__Problem to solve__. Every line below must be given again exactly.

Task input START

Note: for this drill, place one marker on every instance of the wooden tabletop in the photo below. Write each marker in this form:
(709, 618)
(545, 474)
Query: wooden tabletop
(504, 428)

Task input END

__Your solution__.
Note: for this drill, place one marker on every instance of the wooden tabletop in the photo below. Write each marker in this form:
(709, 618)
(545, 474)
Query: wooden tabletop
(504, 428)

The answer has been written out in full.